Nothing outside the stretch is wanted. Repeat exactly the lines of the listing below from the one that contains "Look at this image and locate every instance of thumb." through the one that contains "Look at this image and locate every instance of green", both ends included.

########################################

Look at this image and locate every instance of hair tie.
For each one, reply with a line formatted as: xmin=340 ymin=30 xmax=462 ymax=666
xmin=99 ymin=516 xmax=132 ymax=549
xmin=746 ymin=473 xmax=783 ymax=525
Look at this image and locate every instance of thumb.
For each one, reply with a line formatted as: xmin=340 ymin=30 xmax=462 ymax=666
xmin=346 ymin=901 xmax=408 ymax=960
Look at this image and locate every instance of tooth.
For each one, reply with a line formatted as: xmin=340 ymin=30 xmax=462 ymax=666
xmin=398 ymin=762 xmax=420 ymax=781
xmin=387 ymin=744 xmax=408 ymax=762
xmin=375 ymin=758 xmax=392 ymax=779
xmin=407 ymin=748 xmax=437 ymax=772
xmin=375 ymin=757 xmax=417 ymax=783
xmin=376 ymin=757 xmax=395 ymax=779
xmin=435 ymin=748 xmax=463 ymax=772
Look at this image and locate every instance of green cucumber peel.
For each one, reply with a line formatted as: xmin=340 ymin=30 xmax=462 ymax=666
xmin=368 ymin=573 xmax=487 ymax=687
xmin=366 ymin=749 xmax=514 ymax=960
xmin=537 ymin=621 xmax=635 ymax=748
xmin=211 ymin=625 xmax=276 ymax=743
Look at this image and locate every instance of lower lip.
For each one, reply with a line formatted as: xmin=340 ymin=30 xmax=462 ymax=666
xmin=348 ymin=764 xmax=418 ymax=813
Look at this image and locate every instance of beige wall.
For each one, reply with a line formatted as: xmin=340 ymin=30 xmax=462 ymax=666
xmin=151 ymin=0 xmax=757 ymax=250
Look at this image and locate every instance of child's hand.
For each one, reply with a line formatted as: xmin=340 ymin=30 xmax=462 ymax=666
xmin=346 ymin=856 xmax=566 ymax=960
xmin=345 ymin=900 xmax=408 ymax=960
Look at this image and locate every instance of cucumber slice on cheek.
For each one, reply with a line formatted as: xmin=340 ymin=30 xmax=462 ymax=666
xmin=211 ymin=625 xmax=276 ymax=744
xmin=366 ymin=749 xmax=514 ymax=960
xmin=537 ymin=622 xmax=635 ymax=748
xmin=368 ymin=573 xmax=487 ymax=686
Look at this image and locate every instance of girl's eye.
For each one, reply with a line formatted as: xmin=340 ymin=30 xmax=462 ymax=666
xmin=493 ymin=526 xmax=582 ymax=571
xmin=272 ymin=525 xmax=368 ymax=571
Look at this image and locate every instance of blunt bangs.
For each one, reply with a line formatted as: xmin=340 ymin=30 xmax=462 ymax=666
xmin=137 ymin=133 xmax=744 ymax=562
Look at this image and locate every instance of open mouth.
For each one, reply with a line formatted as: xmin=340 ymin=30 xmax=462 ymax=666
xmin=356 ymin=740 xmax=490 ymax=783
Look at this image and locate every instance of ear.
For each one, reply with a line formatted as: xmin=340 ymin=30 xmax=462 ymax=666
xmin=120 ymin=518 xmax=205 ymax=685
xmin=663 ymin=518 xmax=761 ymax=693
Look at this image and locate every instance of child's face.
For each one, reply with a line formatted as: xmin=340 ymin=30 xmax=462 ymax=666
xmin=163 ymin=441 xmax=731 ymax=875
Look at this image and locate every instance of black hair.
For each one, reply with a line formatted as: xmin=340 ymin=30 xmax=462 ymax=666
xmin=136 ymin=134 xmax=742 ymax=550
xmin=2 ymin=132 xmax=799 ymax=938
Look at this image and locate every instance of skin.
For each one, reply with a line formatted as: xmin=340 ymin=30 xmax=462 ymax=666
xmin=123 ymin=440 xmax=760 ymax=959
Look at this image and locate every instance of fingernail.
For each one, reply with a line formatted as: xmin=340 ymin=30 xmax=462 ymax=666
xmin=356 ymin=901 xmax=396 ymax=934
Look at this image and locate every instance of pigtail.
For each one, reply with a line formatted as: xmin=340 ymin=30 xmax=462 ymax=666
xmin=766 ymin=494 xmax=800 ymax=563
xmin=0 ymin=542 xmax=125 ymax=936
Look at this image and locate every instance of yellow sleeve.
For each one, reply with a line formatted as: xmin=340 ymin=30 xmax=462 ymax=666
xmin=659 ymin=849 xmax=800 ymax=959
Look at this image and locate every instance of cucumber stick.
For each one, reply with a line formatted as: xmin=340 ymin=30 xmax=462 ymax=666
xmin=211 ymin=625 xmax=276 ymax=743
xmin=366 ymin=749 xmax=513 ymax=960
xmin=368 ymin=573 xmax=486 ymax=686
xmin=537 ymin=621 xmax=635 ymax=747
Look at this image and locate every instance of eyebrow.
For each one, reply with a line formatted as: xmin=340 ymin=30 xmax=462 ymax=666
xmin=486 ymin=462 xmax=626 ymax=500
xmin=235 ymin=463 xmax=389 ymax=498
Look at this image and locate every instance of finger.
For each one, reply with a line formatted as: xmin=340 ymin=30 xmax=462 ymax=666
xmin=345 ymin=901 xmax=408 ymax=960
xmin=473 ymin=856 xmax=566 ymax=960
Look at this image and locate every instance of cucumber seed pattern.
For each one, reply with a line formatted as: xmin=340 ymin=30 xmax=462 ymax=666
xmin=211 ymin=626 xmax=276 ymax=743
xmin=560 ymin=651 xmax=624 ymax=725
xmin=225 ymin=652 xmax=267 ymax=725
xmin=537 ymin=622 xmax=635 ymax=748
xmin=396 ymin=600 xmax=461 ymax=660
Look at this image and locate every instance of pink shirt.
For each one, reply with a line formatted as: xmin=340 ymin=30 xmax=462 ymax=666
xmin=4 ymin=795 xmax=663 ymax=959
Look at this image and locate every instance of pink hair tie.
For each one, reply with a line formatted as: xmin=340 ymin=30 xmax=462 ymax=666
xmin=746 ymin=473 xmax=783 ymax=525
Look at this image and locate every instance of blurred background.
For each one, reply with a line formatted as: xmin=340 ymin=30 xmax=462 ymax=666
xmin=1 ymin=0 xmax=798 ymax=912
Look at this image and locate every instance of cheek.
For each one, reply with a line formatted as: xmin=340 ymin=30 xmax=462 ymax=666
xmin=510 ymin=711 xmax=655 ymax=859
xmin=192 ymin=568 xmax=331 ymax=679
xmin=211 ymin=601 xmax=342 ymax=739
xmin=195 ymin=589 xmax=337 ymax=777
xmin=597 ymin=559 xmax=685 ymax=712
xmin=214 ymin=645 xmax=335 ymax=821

########################################

Answer to the problem -
Look at this image and locate every instance of thumb.
For each one, reply with a line formatted as: xmin=340 ymin=30 xmax=462 ymax=666
xmin=346 ymin=901 xmax=408 ymax=960
Look at this image and locate every instance of tooth.
For each one, reply with a line formatted as: xmin=340 ymin=30 xmax=462 ymax=666
xmin=398 ymin=762 xmax=420 ymax=781
xmin=387 ymin=744 xmax=408 ymax=762
xmin=375 ymin=758 xmax=392 ymax=779
xmin=407 ymin=748 xmax=437 ymax=772
xmin=375 ymin=757 xmax=417 ymax=783
xmin=376 ymin=757 xmax=395 ymax=779
xmin=435 ymin=748 xmax=463 ymax=772
Look at this image and locate every instance of green cucumber peel.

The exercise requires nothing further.